### [Action item]
The answer should contain each record below, repeated exactly.

### [Supplied material]
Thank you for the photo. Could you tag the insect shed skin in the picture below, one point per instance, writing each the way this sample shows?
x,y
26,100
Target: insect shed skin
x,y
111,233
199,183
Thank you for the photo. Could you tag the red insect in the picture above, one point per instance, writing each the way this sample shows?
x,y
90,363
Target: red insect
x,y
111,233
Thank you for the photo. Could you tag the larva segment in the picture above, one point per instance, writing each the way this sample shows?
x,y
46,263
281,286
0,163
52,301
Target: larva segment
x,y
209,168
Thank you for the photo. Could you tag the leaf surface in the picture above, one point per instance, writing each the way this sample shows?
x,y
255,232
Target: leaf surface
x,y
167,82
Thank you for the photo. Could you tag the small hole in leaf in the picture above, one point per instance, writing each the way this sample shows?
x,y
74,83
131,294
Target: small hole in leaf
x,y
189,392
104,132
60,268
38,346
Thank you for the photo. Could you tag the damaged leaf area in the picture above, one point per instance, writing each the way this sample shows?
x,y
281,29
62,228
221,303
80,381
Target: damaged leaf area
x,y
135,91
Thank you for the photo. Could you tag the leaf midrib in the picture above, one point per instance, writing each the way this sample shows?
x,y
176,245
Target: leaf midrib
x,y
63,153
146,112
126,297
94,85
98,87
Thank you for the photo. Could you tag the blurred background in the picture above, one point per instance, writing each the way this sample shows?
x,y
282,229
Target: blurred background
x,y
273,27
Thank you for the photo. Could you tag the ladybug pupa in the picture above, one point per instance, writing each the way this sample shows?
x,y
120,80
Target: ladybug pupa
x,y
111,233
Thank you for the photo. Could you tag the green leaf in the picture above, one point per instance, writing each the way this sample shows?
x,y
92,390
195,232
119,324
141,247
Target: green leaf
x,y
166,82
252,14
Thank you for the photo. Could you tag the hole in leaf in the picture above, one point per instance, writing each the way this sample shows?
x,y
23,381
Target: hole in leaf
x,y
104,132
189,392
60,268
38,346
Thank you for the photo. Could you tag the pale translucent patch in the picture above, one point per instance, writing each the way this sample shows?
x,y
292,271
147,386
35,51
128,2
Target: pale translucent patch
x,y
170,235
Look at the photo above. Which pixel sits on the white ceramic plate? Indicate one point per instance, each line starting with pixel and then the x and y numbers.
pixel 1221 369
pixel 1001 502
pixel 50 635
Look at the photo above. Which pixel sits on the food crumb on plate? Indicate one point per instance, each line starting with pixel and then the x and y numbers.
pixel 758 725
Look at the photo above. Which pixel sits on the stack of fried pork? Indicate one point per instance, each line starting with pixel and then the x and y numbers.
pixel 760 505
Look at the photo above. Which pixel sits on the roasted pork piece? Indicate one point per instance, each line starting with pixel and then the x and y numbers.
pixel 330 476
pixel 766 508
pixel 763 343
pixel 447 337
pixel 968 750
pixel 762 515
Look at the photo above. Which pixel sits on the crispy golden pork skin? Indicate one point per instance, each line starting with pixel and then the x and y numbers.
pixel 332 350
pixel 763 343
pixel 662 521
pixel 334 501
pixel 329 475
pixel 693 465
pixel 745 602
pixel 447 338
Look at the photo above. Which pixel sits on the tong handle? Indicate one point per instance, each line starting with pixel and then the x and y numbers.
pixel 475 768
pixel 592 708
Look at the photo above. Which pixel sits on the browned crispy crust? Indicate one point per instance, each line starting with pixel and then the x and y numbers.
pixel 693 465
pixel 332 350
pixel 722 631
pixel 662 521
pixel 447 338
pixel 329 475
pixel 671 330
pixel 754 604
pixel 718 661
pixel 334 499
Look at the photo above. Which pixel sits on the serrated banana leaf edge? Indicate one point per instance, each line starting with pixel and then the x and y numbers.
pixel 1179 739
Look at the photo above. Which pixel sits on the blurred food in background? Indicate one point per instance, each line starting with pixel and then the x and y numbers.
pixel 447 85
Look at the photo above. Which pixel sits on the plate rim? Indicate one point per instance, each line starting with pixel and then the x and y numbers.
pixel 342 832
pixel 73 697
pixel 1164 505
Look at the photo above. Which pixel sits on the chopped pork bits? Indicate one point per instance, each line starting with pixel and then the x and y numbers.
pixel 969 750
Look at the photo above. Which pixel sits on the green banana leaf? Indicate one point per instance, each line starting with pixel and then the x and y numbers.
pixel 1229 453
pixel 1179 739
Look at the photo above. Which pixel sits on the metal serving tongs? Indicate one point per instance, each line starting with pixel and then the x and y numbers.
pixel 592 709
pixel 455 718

### [Answer to this problem]
Thank you for the photo. Could you tag the insect shed skin in the picture below, one point per instance, writing each the way this sample shows?
x,y
26,100
Target: insect shed skin
x,y
111,233
199,183
Thank you for the photo. Could you tag the red insect in the picture above, one point per instance, writing each the way this sample shows?
x,y
90,363
Target: red insect
x,y
111,233
Thank you for the photo. Could you tag the larva segment in the picture above, one point per instance, writing each the way this sample shows?
x,y
46,263
281,286
0,163
52,301
Target: larva segment
x,y
209,168
Thank you for the photo. Could you tag the leaf surface in the picture above, one point per instance, writing each the way this sample shows?
x,y
255,232
Target: leaf surface
x,y
167,82
Thank you for the photo. Could you tag the small hole in leaf in the picture above, one point per instance, writing each the way this sample shows?
x,y
74,83
131,294
Target: small hole in leaf
x,y
189,392
104,132
60,268
38,346
Thank you for the photo. Could you tag the damaged leaf area in the picture above, one point per instance, writing each the way this sample shows?
x,y
281,29
62,228
221,303
80,381
Target: damaged leaf area
x,y
135,91
Thank you for the photo. Could you tag the leaf midrib in the picture above, one point per instance, writing each the way this sample shows?
x,y
176,245
Target: leaf midrib
x,y
63,153
146,112
126,297
94,85
98,87
Thank you for the photo. Could you tag the blurred background in the picture above, one point per instance, writing each the way this sample shows?
x,y
282,229
Target: blurred background
x,y
273,27
Thank you for the photo. Could you tag the ladybug pupa in the picture above, one point per instance, writing each the way this sample shows?
x,y
120,80
Target: ladybug pupa
x,y
111,233
Thank you for the photo. Could you tag the green leaf in the picture above, one point per instance, writing each the way this sample shows?
x,y
92,390
195,232
119,324
141,247
Target: green leaf
x,y
166,82
252,14
Thank you for the photo. Could you tag the hole in leaf in the picture above, one point per instance, writing each the way this sample shows?
x,y
23,381
Target: hole in leaf
x,y
104,132
189,392
60,268
38,346
Thank you for the photo. Could you tag the pale translucent patch in the picture above, one point per instance, writing each the way this sample shows?
x,y
292,271
147,386
35,51
128,2
Target: pale translucent patch
x,y
170,235
Look at the photo above. Which pixel sits on the white ceramic plate? Indicate one point per instance, each line starting with pixel and then the x and y numbers.
pixel 1221 369
pixel 1001 502
pixel 50 635
Look at the photo above. Which pixel sits on the food crumb on plate? Indicate one point per instance, each line starting with pixel and then the x and y numbers.
pixel 758 725
Look at the photo above. Which pixel sits on the stack of fried pork? Indicate one point per instance, each line starting with pixel and then the x and y numbers.
pixel 760 505
Look at the photo above. Which pixel sits on the roasted pork piece? Indicate one point per instance, each line starting with pixel and then the x and y numbers.
pixel 330 476
pixel 766 508
pixel 763 343
pixel 447 337
pixel 968 750
pixel 762 515
Look at the photo above. Which pixel sits on the crispy golden pork skin? Indicate one point per instance, each line starting with pixel and then the x and y numbers.
pixel 332 350
pixel 763 343
pixel 662 521
pixel 334 501
pixel 329 475
pixel 693 465
pixel 745 602
pixel 447 338
Look at the photo above. Which pixel sits on the tong handle? Indicate one point per instance, each line starting with pixel and then the x and y numbers.
pixel 475 768
pixel 592 708
Look at the photo above. Which pixel sits on the browned crispy crust? Indicate one point per instance, each line starting with pixel and then the x and y numbers.
pixel 693 465
pixel 332 350
pixel 722 631
pixel 662 521
pixel 447 338
pixel 329 475
pixel 671 330
pixel 754 604
pixel 718 661
pixel 334 499
Look at the photo above. Which pixel sits on the serrated banana leaf edge? Indicate one point per instance, each line starting with pixel and then the x and y numbers.
pixel 1179 739
Look at the photo above. Which pixel sits on the blurred food in background? Indicate one point per instance, each line starting with pixel and then the x and y numbers.
pixel 447 85
Look at the photo above. Which pixel sits on the plate rim? Indicate one point per instance, each line starting with pixel and then the x and y numbers.
pixel 342 832
pixel 73 697
pixel 1164 505
Look at the photo above. Which pixel sits on the chopped pork bits? Indicate one point per instance, each line starting with pixel and then the x and y numbers.
pixel 969 750
Look at the photo above. Which pixel sits on the green banana leaf? Indicate one point per instance, each line starting with pixel and then the x and y numbers.
pixel 1229 453
pixel 1179 739
Look at the photo above. Which pixel sits on the metal serving tongs? Indicate one point per instance, each line starting with pixel and then the x and y numbers.
pixel 592 709
pixel 455 718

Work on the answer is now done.